-------- Passage

Studio album by Ebba Grön
- Released: April 1982
- Recorded: January–February 1982
- Genre: Punk rock
- Length: 36:19
- Label: Mistlur Records
- Producer: Ebba Grön, Tony Thorén, Stefan Glaumann

Ebba Grön chronology
| Kärlek & Uppror (1981) | Ebba Grön (1982) |  |

= Ebba Grön (album) =

Ebba Grön is the title of the Swedish punk band Ebba Grön's third and last album, first released April 1982. The album was recorded and mixed at Silence Studio between January and February 1982. Track 2, "Uppgång & fall" recorded and mixed at Mistlur's Studio.

The album includes the popular song Die Mauer, which is about two lovers separated by the Berlin Wall.

----------------

Reproduce the Ebba Grön album article above in full, word for word.

-------- Data extract

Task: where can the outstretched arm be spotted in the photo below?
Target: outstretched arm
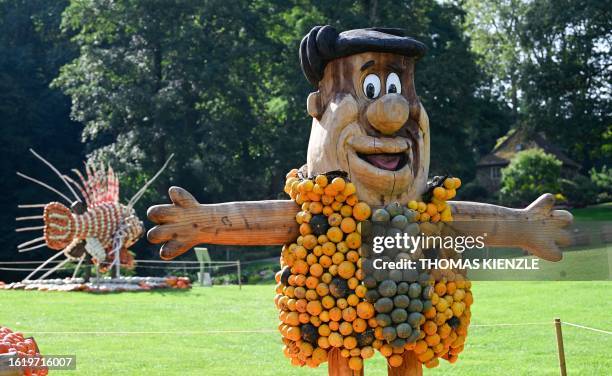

----------------

**Answer for this exercise:**
Studio album by Ebba Grön
- Released: April 1982
- Recorded: January–February 1982
- Genre: Punk rock
- Length: 36:19
- Label: Mistlur Records
- Producer: Ebba Grön, Tony Thorén, Stefan Glaumann

Ebba Grön chronology
| Kärlek & Uppror (1981) | Ebba Grön (1982) |  |

= Ebba Grön (album) =

Ebba Grön is the title of the Swedish punk band Ebba Grön's third and last album, first released April 1982. The album was recorded and mixed at Silence Studio between January and February 1982. Track 2, "Uppgång & fall" recorded and mixed at Mistlur's Studio.

The album includes the popular song Die Mauer, which is about two lovers separated by the Berlin Wall.